Executive MBA (EMBA) alumnus Stefano De Socio Lardani and his team’s work at biopharmaceutical giant Takeda recognised by Eurordis award.
A digital health project led by Stefano De Socio Lardani (EMBA 2017) has helped lead biopharmaceutical company Takeda to a European Black Pearl award win.
MyHAE, a digital health platform developed to advance patient care for an immunological rare disease, was one of four assets submitted to the European Organisation for Rare Diseases (EURORDIS) that contributed to Takeda’s success in the Company Award for Patient Engagement category.
The app-based MyHAE platform, which is available in 18 countries across four continents, helps patients and healthcare professionals monitor the course of the disease and make informed treatment decisions.
Stefano, Global Director for Portfolio Management, Genetic & Immunology Diseases, led the MyHAE project from design to launch. Steering over 40 cross-functional team members, encompassing functions both internal, such as medical affairs, quality control and legal, and external, including patient focus groups and clinicians, the entire project was guided, Stefano says, by the desire to get the best results for patients.

What is expected –
Continue the article about the MyHAE platform's award from the point where it ends.

Records taken from a collection
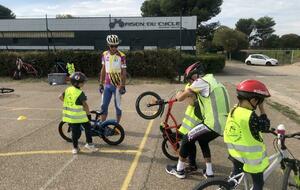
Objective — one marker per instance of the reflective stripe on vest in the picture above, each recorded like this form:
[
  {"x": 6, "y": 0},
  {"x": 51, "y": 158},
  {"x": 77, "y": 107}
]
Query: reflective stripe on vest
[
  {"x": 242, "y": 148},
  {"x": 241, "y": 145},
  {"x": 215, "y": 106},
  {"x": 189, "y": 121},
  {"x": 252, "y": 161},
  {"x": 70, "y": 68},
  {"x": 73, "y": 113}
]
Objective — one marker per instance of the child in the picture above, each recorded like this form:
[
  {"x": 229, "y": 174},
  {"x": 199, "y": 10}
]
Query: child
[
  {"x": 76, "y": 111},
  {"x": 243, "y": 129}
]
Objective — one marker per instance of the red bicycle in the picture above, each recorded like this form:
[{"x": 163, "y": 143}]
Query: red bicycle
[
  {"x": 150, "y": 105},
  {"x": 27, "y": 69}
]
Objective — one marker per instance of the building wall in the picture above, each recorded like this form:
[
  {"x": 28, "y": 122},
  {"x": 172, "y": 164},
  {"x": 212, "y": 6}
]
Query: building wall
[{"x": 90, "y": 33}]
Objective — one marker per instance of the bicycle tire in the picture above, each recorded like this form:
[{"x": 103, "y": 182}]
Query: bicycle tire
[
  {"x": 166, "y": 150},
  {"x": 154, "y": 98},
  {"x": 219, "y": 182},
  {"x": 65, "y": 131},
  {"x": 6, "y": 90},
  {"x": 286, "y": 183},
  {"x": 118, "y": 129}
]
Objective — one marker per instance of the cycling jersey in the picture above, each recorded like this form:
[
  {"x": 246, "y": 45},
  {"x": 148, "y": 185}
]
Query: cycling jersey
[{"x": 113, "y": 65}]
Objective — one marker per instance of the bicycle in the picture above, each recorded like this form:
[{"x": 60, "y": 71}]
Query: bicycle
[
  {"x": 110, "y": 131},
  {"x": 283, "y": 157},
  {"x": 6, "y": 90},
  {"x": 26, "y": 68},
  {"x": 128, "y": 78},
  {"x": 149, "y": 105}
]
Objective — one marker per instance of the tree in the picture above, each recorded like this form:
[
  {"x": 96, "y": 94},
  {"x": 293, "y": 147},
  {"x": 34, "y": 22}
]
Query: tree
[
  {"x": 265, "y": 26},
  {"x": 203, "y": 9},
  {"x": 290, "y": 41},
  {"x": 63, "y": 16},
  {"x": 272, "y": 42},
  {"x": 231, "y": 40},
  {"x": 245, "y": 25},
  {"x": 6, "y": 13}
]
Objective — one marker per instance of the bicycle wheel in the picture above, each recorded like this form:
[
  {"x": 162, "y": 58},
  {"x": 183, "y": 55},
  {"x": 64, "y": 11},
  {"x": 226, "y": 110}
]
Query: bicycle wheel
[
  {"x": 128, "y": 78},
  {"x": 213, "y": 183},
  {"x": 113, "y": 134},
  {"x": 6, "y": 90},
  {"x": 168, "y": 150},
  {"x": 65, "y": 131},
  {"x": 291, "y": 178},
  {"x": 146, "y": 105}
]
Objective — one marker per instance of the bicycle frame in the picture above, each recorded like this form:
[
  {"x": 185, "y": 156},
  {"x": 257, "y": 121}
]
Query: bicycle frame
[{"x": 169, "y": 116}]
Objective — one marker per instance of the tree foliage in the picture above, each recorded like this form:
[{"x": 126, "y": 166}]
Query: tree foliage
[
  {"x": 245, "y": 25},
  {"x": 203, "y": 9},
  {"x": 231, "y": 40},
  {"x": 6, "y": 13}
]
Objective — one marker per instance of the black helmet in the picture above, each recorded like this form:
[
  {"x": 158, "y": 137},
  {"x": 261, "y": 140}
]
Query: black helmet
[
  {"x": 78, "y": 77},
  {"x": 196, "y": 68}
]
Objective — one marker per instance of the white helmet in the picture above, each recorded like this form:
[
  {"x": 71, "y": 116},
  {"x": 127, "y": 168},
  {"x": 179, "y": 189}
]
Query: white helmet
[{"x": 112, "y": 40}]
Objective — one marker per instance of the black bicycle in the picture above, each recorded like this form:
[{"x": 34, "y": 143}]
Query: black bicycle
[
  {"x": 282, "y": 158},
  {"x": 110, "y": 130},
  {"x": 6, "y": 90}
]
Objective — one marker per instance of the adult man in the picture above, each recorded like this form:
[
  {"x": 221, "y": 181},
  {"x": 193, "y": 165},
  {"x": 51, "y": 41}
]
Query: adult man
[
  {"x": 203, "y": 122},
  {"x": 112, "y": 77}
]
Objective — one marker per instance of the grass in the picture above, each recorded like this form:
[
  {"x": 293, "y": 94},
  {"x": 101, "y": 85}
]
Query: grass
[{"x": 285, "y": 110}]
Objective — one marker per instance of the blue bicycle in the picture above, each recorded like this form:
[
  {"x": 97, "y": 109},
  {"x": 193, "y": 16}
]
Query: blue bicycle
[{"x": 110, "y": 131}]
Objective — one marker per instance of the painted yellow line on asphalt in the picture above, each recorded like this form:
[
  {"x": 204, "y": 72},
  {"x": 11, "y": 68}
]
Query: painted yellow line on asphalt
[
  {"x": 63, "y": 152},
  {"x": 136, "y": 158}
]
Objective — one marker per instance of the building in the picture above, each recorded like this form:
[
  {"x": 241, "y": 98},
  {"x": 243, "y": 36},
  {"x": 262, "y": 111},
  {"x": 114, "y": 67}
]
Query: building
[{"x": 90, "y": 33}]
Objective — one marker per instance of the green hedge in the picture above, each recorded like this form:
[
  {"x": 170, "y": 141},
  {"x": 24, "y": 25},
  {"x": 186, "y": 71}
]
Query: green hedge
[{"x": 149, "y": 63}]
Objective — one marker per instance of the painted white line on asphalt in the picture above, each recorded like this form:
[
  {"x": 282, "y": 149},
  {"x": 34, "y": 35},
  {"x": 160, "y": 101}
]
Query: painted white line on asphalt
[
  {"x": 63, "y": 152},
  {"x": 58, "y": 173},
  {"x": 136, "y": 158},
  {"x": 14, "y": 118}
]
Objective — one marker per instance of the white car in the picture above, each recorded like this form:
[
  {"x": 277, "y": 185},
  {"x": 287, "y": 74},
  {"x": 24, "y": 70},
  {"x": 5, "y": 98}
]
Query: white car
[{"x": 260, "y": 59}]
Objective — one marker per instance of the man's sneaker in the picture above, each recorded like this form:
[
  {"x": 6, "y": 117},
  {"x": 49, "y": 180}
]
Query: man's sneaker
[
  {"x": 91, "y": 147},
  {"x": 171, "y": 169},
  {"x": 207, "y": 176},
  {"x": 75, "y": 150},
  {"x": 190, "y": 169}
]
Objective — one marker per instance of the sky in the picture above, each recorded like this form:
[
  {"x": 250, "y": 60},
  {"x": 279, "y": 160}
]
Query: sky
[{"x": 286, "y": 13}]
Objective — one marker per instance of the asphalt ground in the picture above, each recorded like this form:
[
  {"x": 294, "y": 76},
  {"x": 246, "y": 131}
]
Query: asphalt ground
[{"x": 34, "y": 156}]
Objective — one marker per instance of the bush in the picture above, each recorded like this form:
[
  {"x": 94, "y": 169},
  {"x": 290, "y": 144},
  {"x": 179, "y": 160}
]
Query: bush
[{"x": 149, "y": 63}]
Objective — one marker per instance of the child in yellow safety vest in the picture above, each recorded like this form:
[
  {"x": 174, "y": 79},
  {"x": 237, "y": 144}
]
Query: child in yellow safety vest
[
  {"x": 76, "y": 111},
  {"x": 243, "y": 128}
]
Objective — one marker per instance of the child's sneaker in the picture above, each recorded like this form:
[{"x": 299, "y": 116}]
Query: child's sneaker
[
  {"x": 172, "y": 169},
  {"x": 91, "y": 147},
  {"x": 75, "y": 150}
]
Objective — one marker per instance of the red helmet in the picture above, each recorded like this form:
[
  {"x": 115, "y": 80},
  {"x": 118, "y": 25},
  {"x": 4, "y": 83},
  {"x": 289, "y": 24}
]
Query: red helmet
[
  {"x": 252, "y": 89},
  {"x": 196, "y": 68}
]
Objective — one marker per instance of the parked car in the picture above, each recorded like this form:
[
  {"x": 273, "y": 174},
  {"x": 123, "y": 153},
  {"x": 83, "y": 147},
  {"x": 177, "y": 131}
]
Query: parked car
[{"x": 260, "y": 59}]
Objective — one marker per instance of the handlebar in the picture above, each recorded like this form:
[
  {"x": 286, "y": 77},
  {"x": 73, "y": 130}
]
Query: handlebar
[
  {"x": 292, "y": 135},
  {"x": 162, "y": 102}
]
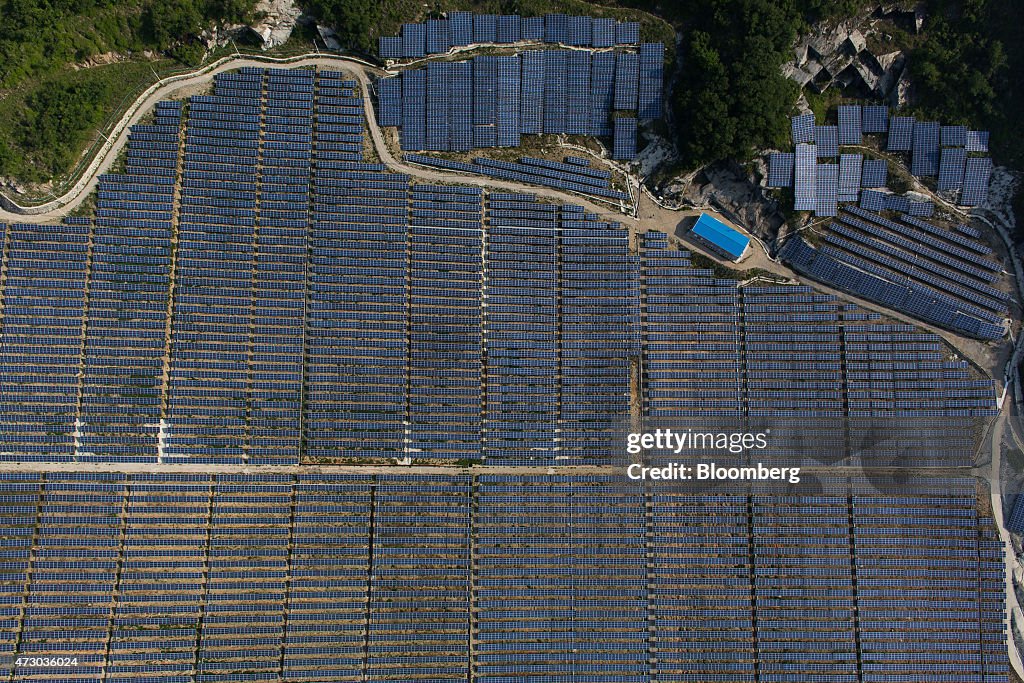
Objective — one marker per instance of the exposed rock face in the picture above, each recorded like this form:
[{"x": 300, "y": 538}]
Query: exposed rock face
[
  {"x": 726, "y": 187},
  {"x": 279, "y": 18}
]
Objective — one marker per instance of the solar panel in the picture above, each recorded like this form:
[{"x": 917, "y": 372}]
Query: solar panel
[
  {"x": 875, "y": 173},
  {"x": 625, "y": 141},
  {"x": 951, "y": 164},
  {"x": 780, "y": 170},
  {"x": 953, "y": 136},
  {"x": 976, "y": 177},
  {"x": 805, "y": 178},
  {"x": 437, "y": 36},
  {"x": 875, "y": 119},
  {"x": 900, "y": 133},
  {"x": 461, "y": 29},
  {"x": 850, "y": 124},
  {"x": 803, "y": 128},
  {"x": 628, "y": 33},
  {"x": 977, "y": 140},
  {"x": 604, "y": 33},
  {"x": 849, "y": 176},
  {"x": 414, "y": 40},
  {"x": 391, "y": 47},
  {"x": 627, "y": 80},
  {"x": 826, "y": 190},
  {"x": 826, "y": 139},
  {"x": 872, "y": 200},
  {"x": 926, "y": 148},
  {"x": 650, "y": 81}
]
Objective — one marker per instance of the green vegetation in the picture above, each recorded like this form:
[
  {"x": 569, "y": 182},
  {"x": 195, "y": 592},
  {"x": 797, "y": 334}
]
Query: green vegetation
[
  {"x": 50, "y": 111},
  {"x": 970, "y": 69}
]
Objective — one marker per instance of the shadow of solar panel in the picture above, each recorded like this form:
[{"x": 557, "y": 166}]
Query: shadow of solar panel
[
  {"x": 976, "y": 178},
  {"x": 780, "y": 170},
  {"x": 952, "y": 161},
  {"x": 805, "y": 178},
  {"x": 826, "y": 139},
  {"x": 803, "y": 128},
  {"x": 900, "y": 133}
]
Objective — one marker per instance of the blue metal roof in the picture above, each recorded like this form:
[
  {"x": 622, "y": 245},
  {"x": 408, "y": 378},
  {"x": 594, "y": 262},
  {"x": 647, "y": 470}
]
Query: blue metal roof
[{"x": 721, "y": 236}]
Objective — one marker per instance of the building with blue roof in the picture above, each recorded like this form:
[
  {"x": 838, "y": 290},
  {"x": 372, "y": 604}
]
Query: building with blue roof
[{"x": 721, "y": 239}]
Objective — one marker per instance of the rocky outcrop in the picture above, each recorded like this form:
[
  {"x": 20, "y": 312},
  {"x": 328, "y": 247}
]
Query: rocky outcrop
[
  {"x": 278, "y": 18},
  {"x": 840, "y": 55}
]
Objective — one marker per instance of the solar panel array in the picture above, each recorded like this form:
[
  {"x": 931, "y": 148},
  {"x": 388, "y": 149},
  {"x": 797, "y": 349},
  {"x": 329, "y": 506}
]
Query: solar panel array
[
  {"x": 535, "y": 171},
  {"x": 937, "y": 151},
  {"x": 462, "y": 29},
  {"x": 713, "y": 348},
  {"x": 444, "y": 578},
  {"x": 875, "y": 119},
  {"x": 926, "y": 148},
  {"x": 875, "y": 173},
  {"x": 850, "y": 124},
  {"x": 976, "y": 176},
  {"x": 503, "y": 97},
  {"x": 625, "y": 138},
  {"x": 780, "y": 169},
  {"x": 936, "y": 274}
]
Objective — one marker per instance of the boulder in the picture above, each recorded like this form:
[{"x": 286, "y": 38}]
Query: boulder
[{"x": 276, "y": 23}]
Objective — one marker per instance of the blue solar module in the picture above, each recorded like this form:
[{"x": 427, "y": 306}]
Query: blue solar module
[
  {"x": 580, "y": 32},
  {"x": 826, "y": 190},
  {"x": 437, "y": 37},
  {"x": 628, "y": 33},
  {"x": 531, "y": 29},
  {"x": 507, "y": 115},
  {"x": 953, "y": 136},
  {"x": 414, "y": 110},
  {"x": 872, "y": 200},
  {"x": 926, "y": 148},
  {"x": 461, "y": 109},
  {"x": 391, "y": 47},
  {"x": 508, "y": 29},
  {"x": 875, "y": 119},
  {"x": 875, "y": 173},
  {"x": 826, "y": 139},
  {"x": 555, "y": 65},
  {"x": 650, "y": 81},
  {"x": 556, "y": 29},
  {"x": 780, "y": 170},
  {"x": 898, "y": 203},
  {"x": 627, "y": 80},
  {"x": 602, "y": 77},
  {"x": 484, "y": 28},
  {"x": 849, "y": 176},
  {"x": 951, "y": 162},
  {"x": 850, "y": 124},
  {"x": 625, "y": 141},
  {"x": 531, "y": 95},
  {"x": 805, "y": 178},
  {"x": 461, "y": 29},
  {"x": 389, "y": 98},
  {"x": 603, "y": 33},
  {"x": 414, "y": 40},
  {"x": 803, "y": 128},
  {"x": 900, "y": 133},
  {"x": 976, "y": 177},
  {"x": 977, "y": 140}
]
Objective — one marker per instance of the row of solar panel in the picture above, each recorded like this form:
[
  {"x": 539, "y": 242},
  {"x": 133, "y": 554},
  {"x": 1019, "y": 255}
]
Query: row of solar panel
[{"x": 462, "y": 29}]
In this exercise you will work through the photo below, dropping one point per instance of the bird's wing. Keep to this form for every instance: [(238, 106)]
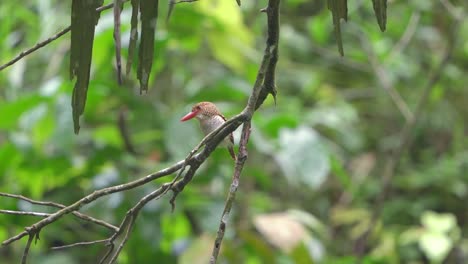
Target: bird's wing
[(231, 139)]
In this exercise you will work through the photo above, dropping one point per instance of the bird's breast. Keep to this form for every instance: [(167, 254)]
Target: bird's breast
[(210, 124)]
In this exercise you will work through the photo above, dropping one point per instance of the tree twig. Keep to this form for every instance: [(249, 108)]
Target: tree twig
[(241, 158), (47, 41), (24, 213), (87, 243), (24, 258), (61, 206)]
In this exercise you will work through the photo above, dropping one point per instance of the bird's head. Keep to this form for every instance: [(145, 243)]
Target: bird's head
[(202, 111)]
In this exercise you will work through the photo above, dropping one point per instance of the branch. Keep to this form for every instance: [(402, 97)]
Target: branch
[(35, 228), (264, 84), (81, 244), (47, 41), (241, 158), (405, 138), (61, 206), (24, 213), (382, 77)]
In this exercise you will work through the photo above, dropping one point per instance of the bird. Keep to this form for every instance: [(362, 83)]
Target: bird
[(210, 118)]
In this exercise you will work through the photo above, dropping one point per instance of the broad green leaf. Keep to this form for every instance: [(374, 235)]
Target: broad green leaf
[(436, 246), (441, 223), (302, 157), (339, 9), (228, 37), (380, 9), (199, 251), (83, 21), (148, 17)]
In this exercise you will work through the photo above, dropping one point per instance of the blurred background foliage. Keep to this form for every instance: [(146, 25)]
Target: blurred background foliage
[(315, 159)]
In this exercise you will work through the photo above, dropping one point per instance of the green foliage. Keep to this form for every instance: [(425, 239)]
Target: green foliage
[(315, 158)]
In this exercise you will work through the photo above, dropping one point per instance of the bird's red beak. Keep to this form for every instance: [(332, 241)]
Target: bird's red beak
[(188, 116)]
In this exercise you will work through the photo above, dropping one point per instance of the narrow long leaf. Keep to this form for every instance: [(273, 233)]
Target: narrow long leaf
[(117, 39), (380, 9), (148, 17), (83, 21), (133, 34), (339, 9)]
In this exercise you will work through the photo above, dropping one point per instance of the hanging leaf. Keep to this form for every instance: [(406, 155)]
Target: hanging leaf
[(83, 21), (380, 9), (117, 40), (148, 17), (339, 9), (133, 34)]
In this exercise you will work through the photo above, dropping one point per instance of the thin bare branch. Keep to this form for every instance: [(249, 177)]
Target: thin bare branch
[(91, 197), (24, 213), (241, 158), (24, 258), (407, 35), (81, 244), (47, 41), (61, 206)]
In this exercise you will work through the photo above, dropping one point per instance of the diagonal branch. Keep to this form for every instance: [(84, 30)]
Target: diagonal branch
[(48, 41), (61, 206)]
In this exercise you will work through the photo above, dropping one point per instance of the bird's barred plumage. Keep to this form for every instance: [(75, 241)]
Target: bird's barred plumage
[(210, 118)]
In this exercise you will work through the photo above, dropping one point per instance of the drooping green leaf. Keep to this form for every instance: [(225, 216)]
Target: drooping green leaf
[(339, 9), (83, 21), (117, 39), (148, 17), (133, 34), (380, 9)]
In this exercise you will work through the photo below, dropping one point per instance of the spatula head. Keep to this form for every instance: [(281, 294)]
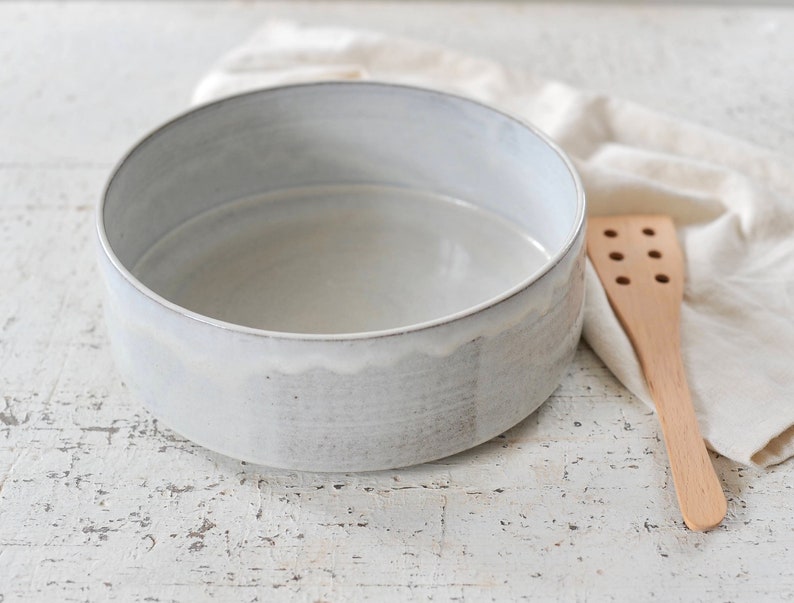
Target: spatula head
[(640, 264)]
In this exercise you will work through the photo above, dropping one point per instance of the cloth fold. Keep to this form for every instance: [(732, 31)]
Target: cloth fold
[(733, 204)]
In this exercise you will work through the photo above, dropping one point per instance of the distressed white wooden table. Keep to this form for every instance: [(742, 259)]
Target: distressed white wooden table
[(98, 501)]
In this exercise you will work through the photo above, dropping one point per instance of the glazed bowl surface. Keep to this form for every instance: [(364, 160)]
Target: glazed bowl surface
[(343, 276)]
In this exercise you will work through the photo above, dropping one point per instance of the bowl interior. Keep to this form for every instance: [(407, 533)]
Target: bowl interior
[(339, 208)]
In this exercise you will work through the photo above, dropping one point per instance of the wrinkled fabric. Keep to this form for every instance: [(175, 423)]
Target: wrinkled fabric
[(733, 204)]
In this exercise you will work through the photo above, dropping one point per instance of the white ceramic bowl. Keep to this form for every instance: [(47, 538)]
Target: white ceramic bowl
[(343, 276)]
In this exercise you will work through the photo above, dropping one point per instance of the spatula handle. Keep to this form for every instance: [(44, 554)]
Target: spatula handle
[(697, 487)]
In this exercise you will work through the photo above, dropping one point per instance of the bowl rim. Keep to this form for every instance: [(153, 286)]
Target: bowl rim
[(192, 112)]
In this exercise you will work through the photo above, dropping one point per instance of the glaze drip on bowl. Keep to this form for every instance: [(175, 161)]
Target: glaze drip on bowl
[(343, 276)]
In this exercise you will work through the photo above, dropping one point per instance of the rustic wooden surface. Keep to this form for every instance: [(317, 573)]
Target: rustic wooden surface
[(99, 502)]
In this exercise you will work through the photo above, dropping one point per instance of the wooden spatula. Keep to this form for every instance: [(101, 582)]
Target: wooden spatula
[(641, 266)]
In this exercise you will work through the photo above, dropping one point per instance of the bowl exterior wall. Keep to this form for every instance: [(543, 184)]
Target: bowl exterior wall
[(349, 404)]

Response to the task –
“When we initiated the project, we spent significant resources identifying real, unmet medical needs across the patient journey, combined with co-development with the patients to gather their input and testing,” says Stefano.
“Secondly, digital health applications are nothing without a solid launch and engagement strategy,” he continues. “We planned and executed a flawless strategy to ensure a successful launch across the globe and a retention plan based on performance monitoring, continuous feedback to better understand the experience and ultimately ensure we can develop new features to address growing and incremental needs.”
Stefano considers the award the ‘cherry on the cake’ following his team’s “remarkable efforts and unwavering commitment to the rare disease community”.
The annual EURORDIS Black Pearl Award celebrates commitment, dedication and achievements that deliver positive impacts for those living with rare diseases. Winners in other categories include Cambridge-based non-for-profit AKU Society and gene therapy specialist Orchard Therapeutics. In 2020, Cambridge-based Healx, founded by Cambridge Judge Fellow in Entrepreneurship Tim Guilliams, picked up the Company Award for Innovation.
In his role at Takeda, Stefano is responsible for managing the life-cycle of the product portfolio, and the go-to-market and expansion strategies. He also scouts, identifies, and develops personalised health solutions to accelerate diagnosis and increase treatment adherence.
Prior to joining Takeda, Stefano worked for healthcare multinationals Sanofi, Chiesi and Roche, making the transition to Takeda in 2018 while part-way through his Executive MBA at Cambridge Judge.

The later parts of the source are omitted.